§ **Exercise task**
Edit everything from the line containing "Task: where can the pink flower" down to the line containing "x=111, y=209" so that "white curtain" becomes "white drape", keeping all else the same.

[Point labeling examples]
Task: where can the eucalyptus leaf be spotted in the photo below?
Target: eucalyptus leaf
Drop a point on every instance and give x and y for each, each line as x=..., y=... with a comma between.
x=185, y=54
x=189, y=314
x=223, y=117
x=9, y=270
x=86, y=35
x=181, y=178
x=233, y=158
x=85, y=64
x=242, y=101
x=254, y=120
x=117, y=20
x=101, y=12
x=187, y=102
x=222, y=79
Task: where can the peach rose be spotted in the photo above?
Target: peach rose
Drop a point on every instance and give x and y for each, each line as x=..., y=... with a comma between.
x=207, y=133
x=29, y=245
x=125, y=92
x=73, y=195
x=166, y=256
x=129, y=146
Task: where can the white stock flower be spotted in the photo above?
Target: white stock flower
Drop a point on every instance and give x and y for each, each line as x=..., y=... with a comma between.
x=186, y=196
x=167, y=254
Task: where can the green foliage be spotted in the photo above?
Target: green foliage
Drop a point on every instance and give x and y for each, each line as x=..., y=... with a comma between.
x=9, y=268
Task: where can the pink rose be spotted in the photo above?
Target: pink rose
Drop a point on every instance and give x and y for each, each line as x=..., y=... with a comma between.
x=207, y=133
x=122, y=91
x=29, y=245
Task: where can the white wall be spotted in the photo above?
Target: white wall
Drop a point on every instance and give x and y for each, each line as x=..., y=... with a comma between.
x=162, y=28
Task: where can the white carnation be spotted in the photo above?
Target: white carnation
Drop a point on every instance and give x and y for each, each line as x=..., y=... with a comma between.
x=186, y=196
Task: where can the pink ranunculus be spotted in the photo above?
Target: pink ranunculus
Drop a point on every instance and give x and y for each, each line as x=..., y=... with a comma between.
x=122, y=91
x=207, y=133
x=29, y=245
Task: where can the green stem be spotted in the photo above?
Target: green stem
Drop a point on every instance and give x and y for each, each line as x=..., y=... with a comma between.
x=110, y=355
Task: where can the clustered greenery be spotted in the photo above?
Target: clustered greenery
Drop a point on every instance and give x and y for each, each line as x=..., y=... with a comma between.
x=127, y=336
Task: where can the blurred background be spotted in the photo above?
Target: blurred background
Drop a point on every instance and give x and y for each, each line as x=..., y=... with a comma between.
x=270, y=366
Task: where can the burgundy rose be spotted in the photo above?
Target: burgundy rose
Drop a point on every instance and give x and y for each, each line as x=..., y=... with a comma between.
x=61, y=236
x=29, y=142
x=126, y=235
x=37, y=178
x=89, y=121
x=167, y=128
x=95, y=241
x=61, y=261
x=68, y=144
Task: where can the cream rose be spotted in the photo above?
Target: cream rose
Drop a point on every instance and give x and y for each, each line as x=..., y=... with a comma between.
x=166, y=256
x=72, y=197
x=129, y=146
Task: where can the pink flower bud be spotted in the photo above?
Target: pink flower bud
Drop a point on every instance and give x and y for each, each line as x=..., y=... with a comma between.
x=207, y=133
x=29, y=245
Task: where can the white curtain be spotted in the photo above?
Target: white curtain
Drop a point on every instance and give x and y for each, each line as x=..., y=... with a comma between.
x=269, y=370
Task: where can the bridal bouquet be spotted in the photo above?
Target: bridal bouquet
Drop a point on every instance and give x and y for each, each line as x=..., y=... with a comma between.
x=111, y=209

* * *

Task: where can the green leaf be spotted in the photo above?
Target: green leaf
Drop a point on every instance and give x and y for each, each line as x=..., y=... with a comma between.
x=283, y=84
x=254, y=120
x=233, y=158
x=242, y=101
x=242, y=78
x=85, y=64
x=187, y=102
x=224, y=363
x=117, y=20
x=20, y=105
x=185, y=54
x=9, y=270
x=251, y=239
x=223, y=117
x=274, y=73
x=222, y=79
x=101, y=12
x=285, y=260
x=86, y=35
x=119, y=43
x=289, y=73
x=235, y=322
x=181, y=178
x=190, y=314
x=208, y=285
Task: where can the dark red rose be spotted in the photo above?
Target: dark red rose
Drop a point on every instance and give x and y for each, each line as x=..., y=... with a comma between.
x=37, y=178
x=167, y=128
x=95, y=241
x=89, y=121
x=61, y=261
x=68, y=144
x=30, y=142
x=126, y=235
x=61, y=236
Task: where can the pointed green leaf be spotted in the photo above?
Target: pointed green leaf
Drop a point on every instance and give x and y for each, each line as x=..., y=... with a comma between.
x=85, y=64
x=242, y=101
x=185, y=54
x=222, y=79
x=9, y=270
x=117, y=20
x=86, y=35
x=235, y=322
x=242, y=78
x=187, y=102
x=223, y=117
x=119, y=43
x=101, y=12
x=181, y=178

§ **Written response**
Task: where can the pink flower bud be spotted in the photo above?
Target: pink flower bud
Drop a point on every instance and give x and y for each, each line as x=..., y=... with a comma between.
x=207, y=133
x=29, y=245
Task: where can the white drape be spotted in the photo above?
Target: white drape
Drop a point on every instance and give x and y for each, each line as x=..., y=... with a comma between.
x=269, y=370
Task: where can the bridal bouquet be spotted in the photo above?
Target: bridal bouquet
Drop a point on every instance and give x and y for each, each line as x=..., y=... with a comma between.
x=111, y=209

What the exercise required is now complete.